→ **AIM OF THE EXERCISE**: Reproduce all of the records exactly.

→ **PROVIDED RECORDS**:

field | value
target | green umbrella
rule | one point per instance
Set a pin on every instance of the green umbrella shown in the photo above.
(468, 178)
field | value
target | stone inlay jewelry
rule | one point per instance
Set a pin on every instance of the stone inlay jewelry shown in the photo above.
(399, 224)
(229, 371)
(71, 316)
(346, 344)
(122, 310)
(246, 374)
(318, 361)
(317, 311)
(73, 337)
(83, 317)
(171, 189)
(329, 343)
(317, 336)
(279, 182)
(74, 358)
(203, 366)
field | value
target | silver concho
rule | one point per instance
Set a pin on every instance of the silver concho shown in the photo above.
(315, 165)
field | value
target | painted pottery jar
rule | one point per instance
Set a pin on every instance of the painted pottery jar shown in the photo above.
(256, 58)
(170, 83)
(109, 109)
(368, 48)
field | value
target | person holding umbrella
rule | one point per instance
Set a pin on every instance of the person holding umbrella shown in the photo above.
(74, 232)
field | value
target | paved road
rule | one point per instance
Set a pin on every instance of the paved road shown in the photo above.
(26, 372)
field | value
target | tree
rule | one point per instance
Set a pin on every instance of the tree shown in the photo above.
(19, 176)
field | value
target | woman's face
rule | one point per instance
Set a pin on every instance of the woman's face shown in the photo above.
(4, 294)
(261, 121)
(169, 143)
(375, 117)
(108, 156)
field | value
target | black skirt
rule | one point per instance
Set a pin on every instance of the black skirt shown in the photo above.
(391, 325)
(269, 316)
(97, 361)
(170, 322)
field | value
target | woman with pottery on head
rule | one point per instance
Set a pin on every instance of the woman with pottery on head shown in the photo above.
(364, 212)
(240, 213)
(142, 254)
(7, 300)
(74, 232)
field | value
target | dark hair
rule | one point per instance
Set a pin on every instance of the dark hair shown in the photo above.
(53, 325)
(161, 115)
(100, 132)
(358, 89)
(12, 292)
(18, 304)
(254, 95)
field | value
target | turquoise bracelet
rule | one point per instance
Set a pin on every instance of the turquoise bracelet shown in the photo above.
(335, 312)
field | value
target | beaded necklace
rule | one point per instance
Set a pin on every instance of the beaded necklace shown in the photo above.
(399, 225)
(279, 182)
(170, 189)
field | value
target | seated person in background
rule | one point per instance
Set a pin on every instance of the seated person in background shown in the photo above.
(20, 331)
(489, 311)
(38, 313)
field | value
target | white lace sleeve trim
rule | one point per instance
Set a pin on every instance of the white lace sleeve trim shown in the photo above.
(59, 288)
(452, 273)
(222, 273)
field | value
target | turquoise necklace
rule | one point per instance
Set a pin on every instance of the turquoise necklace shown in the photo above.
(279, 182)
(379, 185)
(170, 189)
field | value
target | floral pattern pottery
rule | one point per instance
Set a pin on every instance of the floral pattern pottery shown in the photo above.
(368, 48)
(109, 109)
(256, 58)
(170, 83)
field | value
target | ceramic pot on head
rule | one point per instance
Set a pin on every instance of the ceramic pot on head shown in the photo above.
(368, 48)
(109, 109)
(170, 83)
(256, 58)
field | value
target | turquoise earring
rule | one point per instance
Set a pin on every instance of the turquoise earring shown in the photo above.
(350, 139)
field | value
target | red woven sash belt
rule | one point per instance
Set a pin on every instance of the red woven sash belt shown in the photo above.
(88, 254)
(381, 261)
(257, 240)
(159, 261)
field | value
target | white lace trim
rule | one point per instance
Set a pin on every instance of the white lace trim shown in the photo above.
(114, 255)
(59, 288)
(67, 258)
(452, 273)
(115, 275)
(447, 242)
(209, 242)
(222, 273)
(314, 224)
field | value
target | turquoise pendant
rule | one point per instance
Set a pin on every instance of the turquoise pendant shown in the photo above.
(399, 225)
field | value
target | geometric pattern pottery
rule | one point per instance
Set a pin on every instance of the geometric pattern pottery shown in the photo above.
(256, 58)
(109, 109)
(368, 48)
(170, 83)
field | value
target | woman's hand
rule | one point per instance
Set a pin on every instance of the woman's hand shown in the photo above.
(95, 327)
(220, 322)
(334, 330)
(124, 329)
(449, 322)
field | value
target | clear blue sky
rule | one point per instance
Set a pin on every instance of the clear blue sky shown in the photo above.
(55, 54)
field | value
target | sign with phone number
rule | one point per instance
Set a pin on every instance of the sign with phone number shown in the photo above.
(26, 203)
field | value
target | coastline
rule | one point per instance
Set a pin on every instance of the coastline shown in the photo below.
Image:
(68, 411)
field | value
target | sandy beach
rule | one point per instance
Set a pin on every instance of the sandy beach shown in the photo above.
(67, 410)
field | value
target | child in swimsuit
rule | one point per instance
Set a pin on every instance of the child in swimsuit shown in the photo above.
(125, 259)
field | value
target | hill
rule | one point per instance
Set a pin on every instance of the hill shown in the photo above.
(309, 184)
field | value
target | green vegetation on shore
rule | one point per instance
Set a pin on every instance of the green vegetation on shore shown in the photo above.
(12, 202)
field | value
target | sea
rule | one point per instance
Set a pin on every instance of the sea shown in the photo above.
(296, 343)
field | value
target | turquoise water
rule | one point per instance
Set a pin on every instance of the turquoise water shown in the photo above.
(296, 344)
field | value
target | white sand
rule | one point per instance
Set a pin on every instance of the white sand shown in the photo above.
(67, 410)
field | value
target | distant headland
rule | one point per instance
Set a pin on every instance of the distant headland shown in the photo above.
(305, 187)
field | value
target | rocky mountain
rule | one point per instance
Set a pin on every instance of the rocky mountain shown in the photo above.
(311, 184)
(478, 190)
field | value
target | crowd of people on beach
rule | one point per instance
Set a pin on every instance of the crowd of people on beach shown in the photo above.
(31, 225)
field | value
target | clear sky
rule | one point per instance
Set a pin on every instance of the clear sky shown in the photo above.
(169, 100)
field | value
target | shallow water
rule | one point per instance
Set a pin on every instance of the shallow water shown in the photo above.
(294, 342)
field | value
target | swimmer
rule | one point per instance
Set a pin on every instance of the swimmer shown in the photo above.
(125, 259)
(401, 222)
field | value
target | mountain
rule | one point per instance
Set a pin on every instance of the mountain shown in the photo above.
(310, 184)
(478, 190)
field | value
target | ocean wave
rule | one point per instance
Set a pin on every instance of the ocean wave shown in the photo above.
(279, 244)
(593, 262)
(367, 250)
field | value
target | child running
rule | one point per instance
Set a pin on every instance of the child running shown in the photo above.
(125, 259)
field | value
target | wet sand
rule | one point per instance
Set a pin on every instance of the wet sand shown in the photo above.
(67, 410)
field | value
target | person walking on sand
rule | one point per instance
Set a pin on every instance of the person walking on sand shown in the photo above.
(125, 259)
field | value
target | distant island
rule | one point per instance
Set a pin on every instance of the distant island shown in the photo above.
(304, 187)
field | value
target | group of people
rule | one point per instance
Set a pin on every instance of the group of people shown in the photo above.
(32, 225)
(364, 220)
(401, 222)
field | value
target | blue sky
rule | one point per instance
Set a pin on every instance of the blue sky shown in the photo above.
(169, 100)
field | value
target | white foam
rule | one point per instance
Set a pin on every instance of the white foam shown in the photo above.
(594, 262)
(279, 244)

→ **ANSWER TO THE TASK**:
field | value
target | green umbrella
rule | one point per instance
Set a pin on every instance of the green umbrella shown in the photo above.
(468, 178)
field | value
target | stone inlay jewelry
rule | one point per instance
Set a pin on every instance of the stone inlay jewelry shown in the photo above.
(399, 224)
(229, 371)
(71, 316)
(346, 344)
(122, 310)
(246, 374)
(318, 361)
(317, 311)
(73, 337)
(83, 317)
(171, 189)
(329, 343)
(317, 336)
(279, 182)
(74, 358)
(203, 366)
field | value
target | silver concho
rule | one point per instance
Set a pin on every instance of the silver concho shown in the photo above.
(315, 165)
field | value
target | painted pottery jar
rule | one point per instance
Set a pin on every instance of the painted pottery jar shown in the photo above.
(256, 58)
(170, 83)
(109, 109)
(368, 48)
field | value
target | person holding umbrella
rule | one point per instance
Set a pin on every instance of the person holding umbrella shown in the photo above.
(74, 232)
field | value
target | paved road
rule | one point per instance
Set a pin on every instance of the paved road shown in the photo above.
(26, 372)
field | value
target | tree
rule | one point per instance
Set a pin on every instance of the tree shown in the photo above.
(19, 176)
field | value
target | woman's face
rule | one point per instance
Set a pin on every instance of the woman's face shown in the photo above.
(4, 294)
(261, 121)
(169, 143)
(375, 117)
(108, 156)
field | value
target | black skirt
rule | one point per instance
Set a pin on every instance of the black skirt shown in the photo above.
(391, 325)
(269, 316)
(97, 361)
(170, 322)
field | value
target | woman with pottery on head
rule | one point per instance
Set a pin on every instance of the woman with pottery on head shown in the photo above.
(364, 212)
(240, 213)
(142, 254)
(7, 300)
(74, 232)
field | value
target | dark hair
rule | one point per instance
Set a pin on every instance of the dark hair shown in the photo above.
(53, 325)
(161, 115)
(100, 132)
(358, 89)
(12, 292)
(18, 304)
(254, 95)
field | value
target | turquoise bracelet
rule | one point per instance
Set a pin on every instance of the turquoise bracelet shown in the photo above.
(335, 312)
field | value
target | beaded necklace
rule | one point per instance
Set a pin on every instance of the beaded necklace shown in the photo above.
(399, 225)
(279, 182)
(170, 189)
field | value
target | seated person in background
rule | one point per instance
Set a pin on every instance of the seated person in background shown in the photo above.
(20, 331)
(489, 311)
(38, 313)
field | value
target | white lace sleeve trim
rule | one point per instance
Set a pin on every instance of the white lace sleeve trim shown in the photo above.
(59, 288)
(452, 273)
(222, 273)
field | value
target | turquoise necklace
rule | one point per instance
Set a pin on every instance of the turquoise necklace shown in the photo above.
(279, 182)
(379, 185)
(170, 189)
field | value
target | floral pattern pottery
rule | one point per instance
Set a pin on every instance of the floral pattern pottery shown in the photo above.
(368, 48)
(109, 109)
(256, 58)
(170, 83)
field | value
target | ceramic pot on head
rule | one point per instance
Set a pin on every instance of the ceramic pot on head shown in the photo above.
(368, 48)
(109, 109)
(170, 83)
(256, 58)
field | value
target | turquoise earring
rule | one point per instance
Set a pin on every instance of the turquoise earring shown in the photo above.
(350, 139)
field | value
target | red woven sash belt
rule | one point per instance
Set a pin on every instance of the red woven sash belt shown in the photo above.
(88, 254)
(381, 261)
(257, 240)
(159, 261)
field | value
target | white lace trim
rule | one point per instance
Set a pin on every instance of the white lace trim shown in the photo above.
(114, 255)
(59, 288)
(67, 258)
(452, 273)
(115, 275)
(447, 242)
(209, 242)
(222, 273)
(314, 224)
field | value
target | turquoise pendant
rule | one point per instance
Set a pin on every instance of the turquoise pendant shown in the photo above.
(399, 225)
field | value
target | geometric pattern pottery
rule | one point per instance
Set a pin on every instance of the geometric pattern pottery shown in the photo above.
(256, 58)
(109, 109)
(368, 48)
(170, 83)
field | value
target | woman's hand
rule | one point per instance
Set a pin on every instance of the woman's hand shown in the photo above.
(95, 327)
(220, 322)
(334, 330)
(124, 329)
(449, 322)
field | value
target | clear blue sky
rule | one point per instance
Set a pin on every instance of the clear blue sky shown in the photo above.
(55, 54)
field | value
target | sign with phone number
rule | one point per instance
Set a pin on every instance of the sign with phone number shown in the photo above.
(26, 203)
field | value
target | coastline
rule | one point per instance
Set a pin on every instance of the coastline shown in the photo below.
Image:
(68, 411)
field | value
target | sandy beach
rule | one point per instance
Set a pin on every instance of the sandy beach shown in the photo above.
(67, 410)
field | value
target | child in swimsuit
rule | one point per instance
Set a pin on every instance of the child in swimsuit shown in the photo above.
(125, 259)
field | value
target | hill
rule | one point per instance
Set a pin on every instance of the hill shown in the photo above.
(309, 184)
field | value
target | green vegetation on shore
rule | one point per instance
Set a pin on every instance of the green vegetation on shore shown in the photo above.
(12, 202)
field | value
target | sea
rule | one point per instance
Set a pin on every instance of the sea shown in the photo above.
(296, 343)
field | value
target | turquoise water
rule | one point per instance
Set a pin on every instance of the turquoise water shown in the photo above.
(296, 344)
field | value
target | white sand
rule | one point per instance
Set a pin on every instance of the white sand shown in the photo above.
(67, 410)
field | value
target | distant headland
rule | one point per instance
Set a pin on every instance of the distant headland shown in the photo above.
(305, 187)
field | value
target | rocky mountain
rule | one point per instance
Set a pin on every instance of the rocky mountain shown in the photo above.
(311, 184)
(478, 190)
field | value
target | crowd of people on beach
rule | one point per instance
Set a pin on every instance of the crowd of people on beach shown in the photo above.
(31, 225)
field | value
target | clear sky
rule | one point per instance
Set a pin on every instance of the clear sky shown in the photo above.
(169, 100)
field | value
target | shallow water
rule | one point per instance
Set a pin on every instance of the shallow water shown in the photo above.
(294, 342)
field | value
target | swimmer
rule | one point per instance
Set a pin on every instance of the swimmer shown in the photo above.
(125, 259)
(401, 222)
field | value
target | mountain
rule | one point per instance
Set a pin on every instance of the mountain shown in the photo above.
(310, 184)
(478, 190)
field | value
target | ocean wave
rule | one point per instance
Set a pin on every instance of the ocean wave shown in the photo above.
(279, 244)
(593, 262)
(367, 250)
field | value
target | child running
rule | one point per instance
Set a pin on every instance of the child running shown in the photo above.
(125, 259)
field | value
target | wet sand
rule | one point per instance
Set a pin on every instance of the wet sand shown in the photo above.
(67, 410)
field | value
target | person walking on sand
rule | one point per instance
Set a pin on every instance of the person walking on sand shown in the photo above.
(125, 259)
field | value
target | distant island
rule | one point per instance
Set a pin on every instance of the distant island shown in the photo above.
(304, 187)
field | value
target | group of people
rule | one point per instance
Set a pin on every instance of the group of people shown in the photo above.
(32, 225)
(364, 220)
(401, 222)
field | value
target | blue sky
rule | one point per instance
Set a pin on every instance of the blue sky shown in the photo above.
(169, 100)
field | value
target | white foam
rule | one point per instance
Set a pin on every instance of the white foam shown in the photo above.
(594, 262)
(279, 244)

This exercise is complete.